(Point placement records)
--- start ---

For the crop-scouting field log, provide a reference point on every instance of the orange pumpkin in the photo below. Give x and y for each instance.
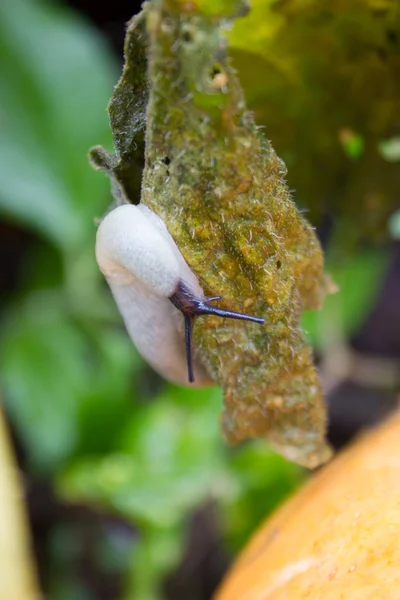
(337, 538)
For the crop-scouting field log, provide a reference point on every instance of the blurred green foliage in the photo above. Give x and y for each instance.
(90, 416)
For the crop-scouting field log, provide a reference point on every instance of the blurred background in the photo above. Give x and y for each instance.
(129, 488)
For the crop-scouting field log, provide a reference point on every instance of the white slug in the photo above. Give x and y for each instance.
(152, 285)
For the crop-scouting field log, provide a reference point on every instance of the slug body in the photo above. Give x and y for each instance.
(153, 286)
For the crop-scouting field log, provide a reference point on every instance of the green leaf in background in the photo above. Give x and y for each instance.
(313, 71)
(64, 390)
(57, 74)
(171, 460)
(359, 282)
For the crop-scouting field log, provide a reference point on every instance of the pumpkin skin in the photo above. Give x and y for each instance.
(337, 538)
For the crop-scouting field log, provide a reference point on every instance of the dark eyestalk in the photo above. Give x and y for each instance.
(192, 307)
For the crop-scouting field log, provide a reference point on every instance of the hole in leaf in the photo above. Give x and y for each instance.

--- end ---

■ **Your task**:
Without including any picture, retype the entries exactly.

■ **Problem solution**:
For the crop-scouting field log, provide a reference point on every instance of the orange pumpkin in the photo below. Give x and y for each instance.
(337, 538)
For the crop-scouting field log, provide a reference point on every instance of the blurred green foliage in the photo above. Give x and y for each instance.
(90, 416)
For the crop-scouting field log, provide a reference point on every instance of the blurred background in the photo above. Give x and y for each instance.
(129, 488)
For the crop-scouting field log, provide a reference point on every instance of the white slug in the photo above. Give x and y for each instance.
(152, 285)
For the crop-scouting field log, provide a reference point on every instance of the slug body in the photo above. Give x and y for each instance.
(153, 286)
For the crop-scouting field log, provide a reference point on every instance of the green leaf in background in the photo above. Give x and y for each instance.
(313, 71)
(64, 390)
(57, 74)
(171, 460)
(359, 282)
For the crop-scouting field log, provide a reference point on every instance of the pumpkin skin in the photo above. Give x and y for each instance.
(337, 538)
For the crop-scouting field log, provide a reference point on every instance of the dark eyestalk in the photo above. Give x and y for each instance.
(192, 307)
For the crop-scouting field log, provide a reference point on every instance of the hole in leaf in the photo above. Give x and y for each instance.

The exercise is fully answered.